ŠK Slovan Bratislava (, "Bratislava Slav") is a football club based in Bratislava, Slovakia, that plays in the Slovak Super Liga. Founded as I. ČSŠK Bratislava in 1919, the club changed its name to Slovan Bratislava in 1953. Slovan is the most successful team in Slovakia with the most titles in both league and cup in the country.

Slovan Bratislava became the first and so far only club in Slovakia as well as former Czechoslovakia to win one of the European cup competitions, the Cup Winners' Cup when they defeated FC Barcelona in the final in Basel in 1969. The club also supplied seven players to the victorious UEFA Euro 1976 Czechoslovakia.

History

Historical names
 I. ČSŠK Bratislava (1919–1939)
 ŠK Bratislava (1939–1948)
 ZSJ Sokol NV Bratislava (1948–1952)
 DŠO Slovan ÚNV Bratislava (1953–1956)
 TJ Slovan ÚNV Bratislava (1957–1961)
 TJ Slovan Bratislava Dimitrov (1961)

_Excerpted data:_
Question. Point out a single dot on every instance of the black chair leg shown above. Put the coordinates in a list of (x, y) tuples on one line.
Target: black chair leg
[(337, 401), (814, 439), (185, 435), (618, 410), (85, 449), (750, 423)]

--

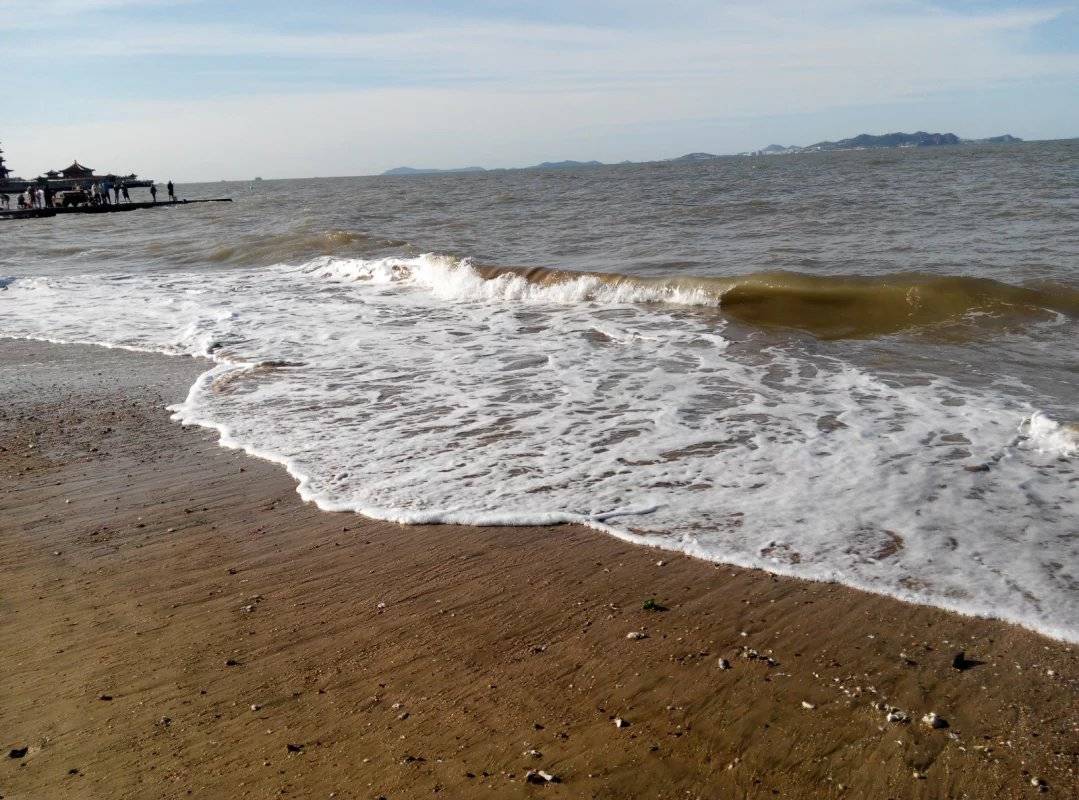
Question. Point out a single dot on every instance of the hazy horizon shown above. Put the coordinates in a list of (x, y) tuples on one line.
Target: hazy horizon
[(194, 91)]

_The problem:_ According to the Slovan Bratislava text above, in which city and year did the club beat FC Barcelona in the Cup Winners' Cup final?

_Answer for this exercise:_ Basel, 1969.